Politiques publiques et citoyenneté face aux nouvelles formes d’exclusion

Débat sur la loi cadre contre l’exclusion en France

Jean Christophe LALLEMENT

07 / 1998

Début 1995, le gouvernement français annonçait un projet de loi cadre contre l’exclusion, en accord avec les engagements de la campagne présidentielle. La Fondation pour le Progrès de l’Homme a alors pris l’initiative de réunir quelques partenaires et amis afin de réfléchir aux orientations qui pouvaient inspirer la loi cadre. Dans la foulée ont été organisées des journées de travail animées par des professionnels et des militants concernés par la lutte contre l’exclusion. Sous cette publication sont regroupées les synthèses de ces journées qui s’articulent autour de huit propositions dont la teneur est inspirée de ce qui fut retenu en matière d’enjeu et de priorités pour la loi cadre contre l’exclusion.

________________

- **Consignes**:
**1.** Répondez aux questions suivantes d'après l'extrait sur la loi contre l'exclusion :
(a) Quand le gouvernement français a-t-il annoncé le projet de loi cadre contre l'exclusion ?
(b) Quel organisme a pris l'initiative de réunir des partenaires et des amis ?
(c) Autour de combien de propositions s'articulent les synthèses ?
**2.** Relevez tous les noms propres de personne, d'organisme et de pays qui figurent dans l'extrait.
**3.** Reprenez l'extrait sur la loi cadre contre l'exclusion à la suite de sa dernière phrase.

- **Entrées extraites**:
________________

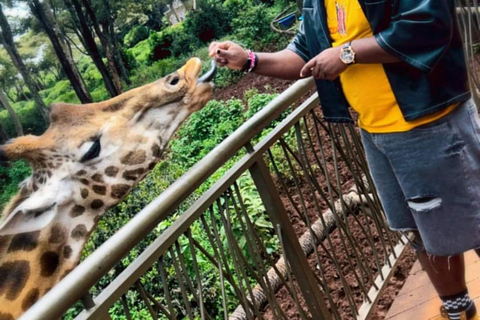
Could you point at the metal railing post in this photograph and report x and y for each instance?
(293, 252)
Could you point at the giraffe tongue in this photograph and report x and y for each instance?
(207, 77)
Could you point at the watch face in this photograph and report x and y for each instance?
(347, 55)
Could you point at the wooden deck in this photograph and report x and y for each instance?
(418, 300)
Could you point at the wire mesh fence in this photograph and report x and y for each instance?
(294, 230)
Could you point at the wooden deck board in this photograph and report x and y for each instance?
(418, 299)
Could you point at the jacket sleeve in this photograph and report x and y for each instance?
(299, 44)
(419, 32)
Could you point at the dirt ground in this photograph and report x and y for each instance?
(265, 84)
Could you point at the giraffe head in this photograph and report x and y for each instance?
(86, 162)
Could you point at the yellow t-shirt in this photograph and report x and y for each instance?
(366, 86)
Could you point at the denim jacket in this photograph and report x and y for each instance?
(423, 34)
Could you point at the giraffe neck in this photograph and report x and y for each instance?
(32, 263)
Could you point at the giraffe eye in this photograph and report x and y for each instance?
(93, 152)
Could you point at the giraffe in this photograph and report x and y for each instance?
(87, 161)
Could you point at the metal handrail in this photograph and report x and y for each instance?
(71, 288)
(141, 264)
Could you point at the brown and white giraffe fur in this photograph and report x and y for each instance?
(46, 226)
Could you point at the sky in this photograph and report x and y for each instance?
(20, 10)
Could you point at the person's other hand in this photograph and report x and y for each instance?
(228, 54)
(326, 66)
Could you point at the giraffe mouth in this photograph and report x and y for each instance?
(208, 77)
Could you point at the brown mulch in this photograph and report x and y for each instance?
(269, 85)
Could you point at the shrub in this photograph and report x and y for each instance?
(135, 35)
(205, 129)
(162, 44)
(29, 118)
(141, 52)
(252, 27)
(209, 21)
(10, 178)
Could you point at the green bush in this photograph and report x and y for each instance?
(146, 74)
(29, 117)
(205, 129)
(137, 34)
(140, 52)
(162, 43)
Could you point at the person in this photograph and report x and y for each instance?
(400, 65)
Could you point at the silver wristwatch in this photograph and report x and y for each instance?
(347, 55)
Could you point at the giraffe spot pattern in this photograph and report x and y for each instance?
(67, 252)
(156, 151)
(77, 211)
(84, 193)
(97, 177)
(49, 263)
(6, 316)
(111, 171)
(152, 165)
(120, 190)
(4, 242)
(58, 234)
(24, 241)
(66, 273)
(96, 204)
(133, 174)
(97, 218)
(30, 299)
(134, 157)
(13, 277)
(79, 232)
(98, 189)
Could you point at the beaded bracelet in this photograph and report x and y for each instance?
(251, 63)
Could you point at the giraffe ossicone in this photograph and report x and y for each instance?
(87, 161)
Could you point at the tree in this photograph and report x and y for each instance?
(6, 38)
(12, 114)
(43, 12)
(3, 135)
(80, 20)
(108, 41)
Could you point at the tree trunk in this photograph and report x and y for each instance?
(12, 114)
(106, 44)
(111, 37)
(8, 94)
(6, 39)
(43, 12)
(3, 135)
(76, 9)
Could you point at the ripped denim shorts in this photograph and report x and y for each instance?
(428, 179)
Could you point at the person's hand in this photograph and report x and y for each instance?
(228, 54)
(326, 66)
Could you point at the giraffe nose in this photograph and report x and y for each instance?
(191, 69)
(208, 77)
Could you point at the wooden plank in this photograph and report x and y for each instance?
(419, 300)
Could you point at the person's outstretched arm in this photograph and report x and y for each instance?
(283, 64)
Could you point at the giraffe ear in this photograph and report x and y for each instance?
(27, 220)
(3, 158)
(21, 148)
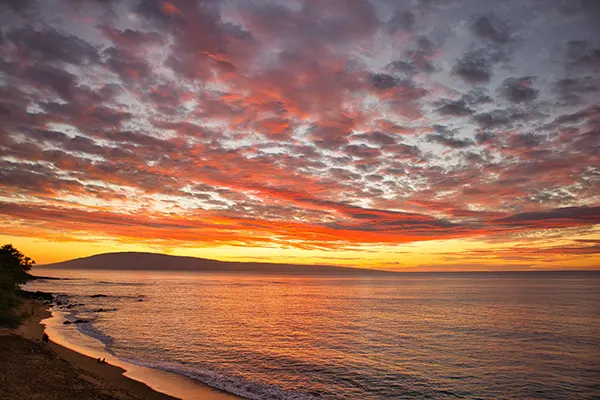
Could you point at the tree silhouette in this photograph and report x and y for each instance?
(14, 267)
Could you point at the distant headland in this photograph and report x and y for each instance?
(164, 262)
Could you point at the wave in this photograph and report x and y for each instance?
(228, 383)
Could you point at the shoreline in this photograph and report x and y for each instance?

________________

- **Réponses attendues**:
**1.**
(a) Début 1995.
(b) La Fondation pour le Progrès de l'Homme.
(c) Huit.

**2.** Jean Christophe LALLEMENT, Fondation pour le Progrès de l'Homme, France

**3.**
Du point de vue de l’ensemble des participants, la pauvreté de masse s’est développée au travers d’une transformation radicale et irréversible de la société dans un contexte d’augmentation continue des richesses, imputable à l’amélioration de la compétitivité de l’économie. Ainsi, il est désormais évident que la croissance économique ne suffit plus à garantir le bien-être collectif et que la précarité concerne toutes les catégories sociales. Les inégalités que sécrète notre système socio-économique menacent toujours davantage la solidarité et les protections collectives. D’autre part, la répartition des richesses et des statuts, plus que jamais inégalitaire, bafoue la dignité des précaires et de tous ceux que la société marginalise.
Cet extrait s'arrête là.